(Beginning of EXTRACT)
- Original language: English
- Written by: George Landen Dann

Premiere
- Date: July 18, 1931
- Place: His Majesty's Theatre, Brisbane

= In Beauty It Is Finished =

In Beauty It Is Finished is a three-act play by mid-twentieth century Australian playwright George Landen Dann. It was his first major play.

== Synopsis ==
In Beauty It Is Finished follows the story of Marion, a young white woman who lives for alternating years in Brisbane and with her parents on Moreton Island. The only other inhabitants of the island are Indigenous Australians and a lonely fisherman. Controversially, Marion begins a love affair with a "half-caste" boy named Tom. The play follows the effects the affair has on the surrounding family and community. In Beauty It Is Finished deals with themes of racism, identity, isolation and community as well as social expectations and ideals.

=== Characters ===

- David Edmond
- Mary Edmond
- Joyce
- Marion
- Tom Stepple
- Annie

== Background ==
Moreton Island can be seen from the shore of Sandgate where Dann lived. Dann took his character inspiration from the Ngugi people from Moreton Island. When the play was written in the 1930s, Queensland Indigenous Australians lived under the Aboriginals Protection and Restriction of the Sale of Opium Act 1897. This act affected the Indigenous population of Queensland with forced relocation to missions, the administration of Indigenous employment and wages as well as controlling permission to marry.
(End of EXTRACT)
(Beginning of EXCERPTED RECORDS)
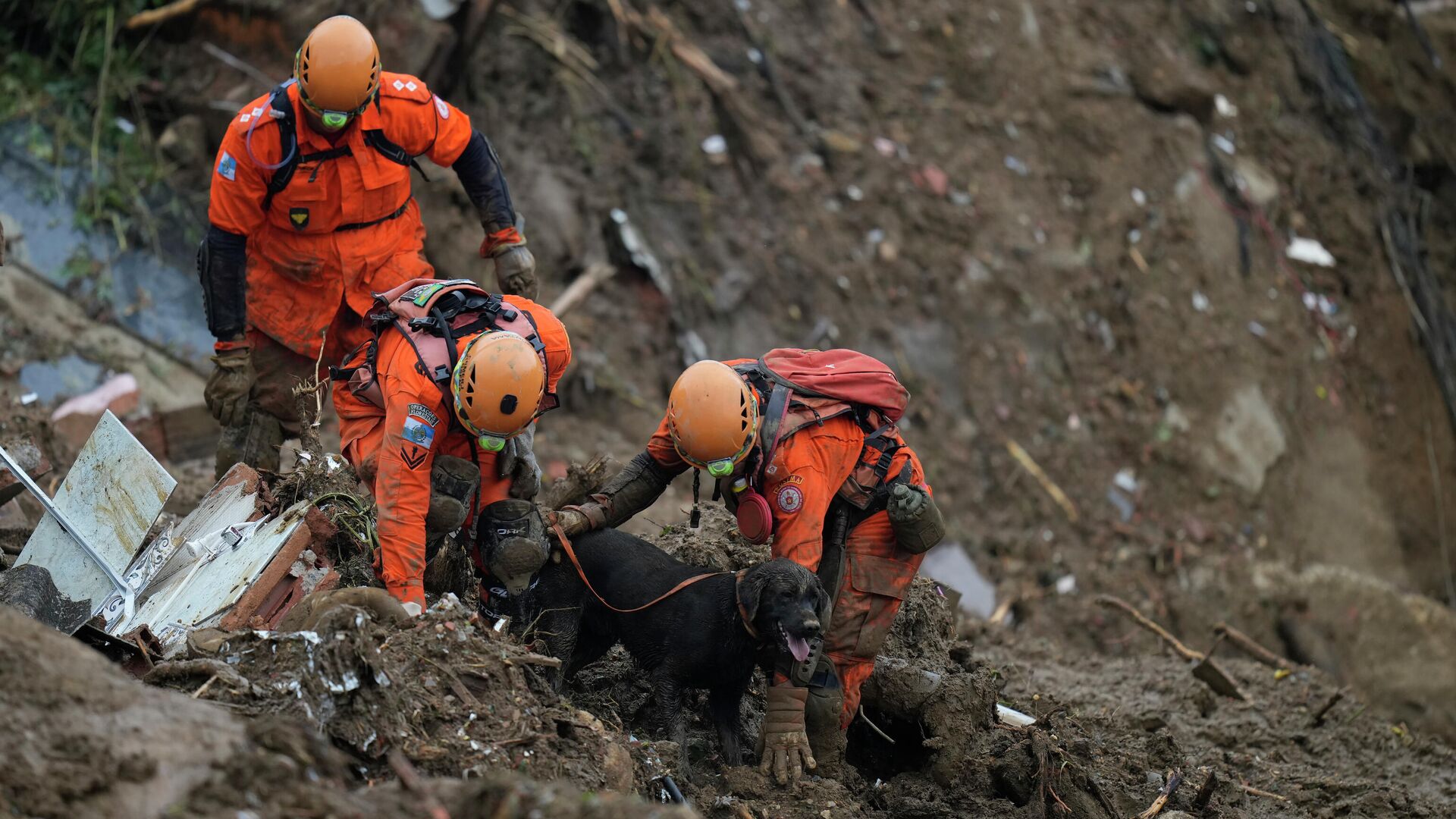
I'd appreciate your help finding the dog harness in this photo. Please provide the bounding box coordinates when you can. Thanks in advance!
[551,523,763,642]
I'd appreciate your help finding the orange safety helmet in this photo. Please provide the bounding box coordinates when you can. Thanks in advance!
[293,14,380,121]
[667,362,758,478]
[450,331,546,452]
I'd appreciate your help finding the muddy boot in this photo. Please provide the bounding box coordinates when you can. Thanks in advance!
[217,406,287,479]
[475,498,551,595]
[804,678,849,780]
[425,455,481,557]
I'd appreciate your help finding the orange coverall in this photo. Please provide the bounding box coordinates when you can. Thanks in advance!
[646,359,929,720]
[334,296,571,607]
[209,71,473,421]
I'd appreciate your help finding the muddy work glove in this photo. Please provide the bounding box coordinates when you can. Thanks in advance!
[495,427,541,500]
[758,683,817,786]
[886,484,945,555]
[202,347,253,427]
[551,504,606,538]
[481,223,536,302]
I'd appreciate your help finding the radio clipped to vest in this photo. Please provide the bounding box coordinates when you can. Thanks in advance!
[256,80,429,220]
[329,278,557,417]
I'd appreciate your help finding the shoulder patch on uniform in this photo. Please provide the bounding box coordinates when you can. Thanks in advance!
[378,71,434,102]
[399,403,435,469]
[400,414,435,449]
[410,403,440,427]
[217,150,237,182]
[774,484,804,514]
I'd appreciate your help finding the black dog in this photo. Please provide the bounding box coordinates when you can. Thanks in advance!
[533,529,830,778]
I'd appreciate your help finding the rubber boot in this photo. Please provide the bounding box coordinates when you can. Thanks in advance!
[425,455,481,548]
[217,406,287,479]
[804,678,849,780]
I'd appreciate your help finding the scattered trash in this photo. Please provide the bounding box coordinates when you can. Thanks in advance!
[910,165,951,196]
[0,411,176,634]
[1284,236,1335,267]
[419,0,464,20]
[1106,487,1138,523]
[1127,244,1152,275]
[606,207,673,300]
[920,542,996,620]
[996,702,1037,729]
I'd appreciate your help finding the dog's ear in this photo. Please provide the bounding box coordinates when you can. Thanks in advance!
[814,576,834,623]
[738,563,774,623]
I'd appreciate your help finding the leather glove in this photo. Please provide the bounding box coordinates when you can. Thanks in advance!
[202,348,255,427]
[885,484,945,554]
[495,427,541,500]
[758,683,817,786]
[886,484,930,523]
[552,509,592,538]
[495,245,537,302]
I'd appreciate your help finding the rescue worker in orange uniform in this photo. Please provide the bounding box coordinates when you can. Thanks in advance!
[334,278,571,615]
[555,351,945,784]
[198,16,536,475]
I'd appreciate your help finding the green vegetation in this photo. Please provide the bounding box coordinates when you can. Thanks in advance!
[0,0,180,248]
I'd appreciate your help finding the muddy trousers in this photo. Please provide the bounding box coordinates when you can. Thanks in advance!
[811,513,924,730]
[217,312,372,478]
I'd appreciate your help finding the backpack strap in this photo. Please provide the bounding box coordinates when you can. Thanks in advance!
[264,86,429,212]
[264,80,303,213]
[364,129,429,182]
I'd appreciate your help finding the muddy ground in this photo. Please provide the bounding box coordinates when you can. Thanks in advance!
[0,0,1456,816]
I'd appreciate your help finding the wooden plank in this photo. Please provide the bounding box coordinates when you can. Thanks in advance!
[139,500,310,651]
[103,463,262,634]
[123,463,259,632]
[16,411,176,613]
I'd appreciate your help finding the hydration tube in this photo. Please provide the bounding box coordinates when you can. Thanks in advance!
[243,80,299,171]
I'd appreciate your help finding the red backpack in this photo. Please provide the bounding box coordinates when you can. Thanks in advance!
[331,278,556,411]
[758,347,910,424]
[736,347,910,512]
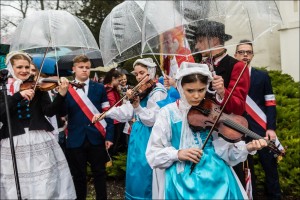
(End of EXCERPTED RECORDS)
→ **QUESTIONS**:
1 - Where did the play premiere, according to the article on In Beauty It Is Finished?
2 - Print the passage of the article on In Beauty It Is Finished that begins at the words "- David Edmond" and ends after "permission to marry.".
3 - Carry on the article on In Beauty It Is Finished from its last sentence.
The records have no connection to the article on In Beauty It Is Finished.

→ **ANSWERS BY ITEM**:
1 - His Majesty's Theatre, Brisbane.

2 -
- David Edmond
- Mary Edmond
- Joyce
- Marion
- Tom Stepple
- Annie

== Background ==
Moreton Island can be seen from the shore of Sandgate where Dann lived. Dann took his character inspiration from the Ngugi people from Moreton Island. When the play was written in the 1930s, Queensland Indigenous Australians lived under the Aboriginals Protection and Restriction of the Sale of Opium Act 1897. This act affected the Indigenous population of Queensland with forced relocation to missions, the administration of Indigenous employment and wages as well as controlling permission to marry.

3 -
On Moreton Island the Indigenous population had been subject to many of the consequences of colonialism, including widespread disease and massacres. Many Indigenous Australians were moved to missions or sent to other islands or Brisbane. Many "half-caste" people lived in unauthorised fringe settlements with extremely poor conditions. These injustices prompted Dann to write about Indigenous Australians and their treatment by the government in his plays.

== Production and reception ==
In Beauty It Is Finished won the Brisbane Repertory Theatre Society's national playwriting competition in 1931.

For its premiere production for the Society at Brisbane's His Majesty's Theatre in 1931, Barbara Sisley was producer and director. On 16 July The Courier-Mail stated "It was selected unanimously on its dramatic values, and because of its earnestness of purpose. It is an intense play, relying for its power on the reactions of its characters to intense situations and deals with the lives of persons living on an island off the Queensland coast."

In Beauty It Is Finished was a highly controversial play at the time of its release, receiving many negative newspaper reviews. One local publication even claimed the play encapsulated 'sordid' content! Dann's play deals with inter-racial romance and friendship. Christian communities and newspapers discouraged people from seeing or engaging with the play. Despite this, however, the play attracted full houses.

The following year, the play was rejected by the Birmingham Repertory Theatre. On 28 December 1932 Dann was sent a letter explaining that the play had been rejected for reasons to do with the content.

In 1977, from 25 March to 23 April, Brisbane's La Boite Theatre Company produced In Beauty It Is Finished as part of the season Three Australian Plays. Dann died in June 1977.